BEGIN Data records
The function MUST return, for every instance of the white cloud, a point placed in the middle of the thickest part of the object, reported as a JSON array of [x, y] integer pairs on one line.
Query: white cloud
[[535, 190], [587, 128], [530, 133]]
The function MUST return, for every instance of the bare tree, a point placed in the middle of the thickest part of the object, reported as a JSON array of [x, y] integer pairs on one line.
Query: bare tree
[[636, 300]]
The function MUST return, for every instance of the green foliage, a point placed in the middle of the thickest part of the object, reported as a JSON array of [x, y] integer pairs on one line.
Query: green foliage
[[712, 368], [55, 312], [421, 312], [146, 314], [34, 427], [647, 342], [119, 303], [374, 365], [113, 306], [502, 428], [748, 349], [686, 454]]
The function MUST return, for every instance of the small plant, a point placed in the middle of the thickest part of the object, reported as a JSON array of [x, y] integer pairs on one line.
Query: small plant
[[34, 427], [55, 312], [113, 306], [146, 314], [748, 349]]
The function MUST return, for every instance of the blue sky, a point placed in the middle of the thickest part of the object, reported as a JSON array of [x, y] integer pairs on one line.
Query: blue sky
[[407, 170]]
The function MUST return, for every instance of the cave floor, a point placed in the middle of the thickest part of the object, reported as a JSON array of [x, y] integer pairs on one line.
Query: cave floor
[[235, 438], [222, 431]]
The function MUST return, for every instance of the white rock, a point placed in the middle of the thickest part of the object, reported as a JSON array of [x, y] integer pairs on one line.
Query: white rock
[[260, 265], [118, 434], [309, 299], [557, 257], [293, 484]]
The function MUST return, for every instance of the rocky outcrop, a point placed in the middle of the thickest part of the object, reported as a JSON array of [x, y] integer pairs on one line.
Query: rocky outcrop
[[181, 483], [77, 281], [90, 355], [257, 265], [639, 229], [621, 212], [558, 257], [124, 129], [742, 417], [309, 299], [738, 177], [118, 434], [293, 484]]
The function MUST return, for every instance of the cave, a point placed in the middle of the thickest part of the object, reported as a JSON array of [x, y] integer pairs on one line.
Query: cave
END Data records
■ Short problem:
Reproduce every item above word for word, keeping each line as it stands.

■ Solution:
The function MUST return, for every instance of the white cloud, a point placed in the middle of the thickest part of the object, reported as a JSON array of [x, y] integer pairs on one line.
Query: white cloud
[[535, 190], [587, 128], [530, 133]]
The function MUST return, for every instance of the bare tree, a point placed in the middle of the thickest part of the object, reported as a JSON array of [x, y] integer pairs on one line.
Query: bare tree
[[636, 300]]
The function MUST return, for every instance of the green foliage, a point placed in the middle of the thickest part of the object, reported as a JSON array of [x, y] integer pairs on one line.
Query: green foliage
[[712, 368], [55, 312], [421, 312], [146, 314], [34, 427], [647, 342], [119, 303], [374, 365], [113, 306], [502, 428], [748, 349], [686, 454]]
The function MUST return, for every instance of the small plant, a point placed in the middle of the thickest part of the object, reported as a JSON array of [x, y] integer pairs on one line.
Query: small plant
[[34, 427], [55, 312], [113, 306], [146, 314], [748, 349]]
The function MUST return, for every instance of the blue sky, a point placed in the middle of the thickest part of the object, reported as a JSON array of [x, y] integer pairs on one line.
Query: blue sky
[[407, 170]]
The function MUST return, for every instance of the cave floor, a point placed in the middle of the thickest part of the object, reported as a JSON array of [x, y] integer pairs on one line.
Query: cave floor
[[235, 438], [222, 431]]
The function MUST return, for every instance of the white rock, a point placed in the middle of the thickest part of the object, reported as a JSON array of [x, y] integer pairs on one line.
Query: white rock
[[260, 265], [118, 434], [309, 299], [557, 257], [293, 484]]
The function MUST return, for every instance of the rocky outcrop, a point placed in the middle of the thickest part of the object, reported as a JSON array of [x, y] integer pairs on one line.
Query: rocky outcrop
[[181, 483], [77, 281], [90, 355], [257, 265], [639, 229], [621, 212], [558, 257], [124, 129], [742, 417], [309, 299], [738, 177], [118, 434], [293, 484]]
The function MUST return, for every instance of the cave, a point placed in the middle of the thickest part of the object, reported as a JSON array of [x, y] integer pairs on one line.
Query: cave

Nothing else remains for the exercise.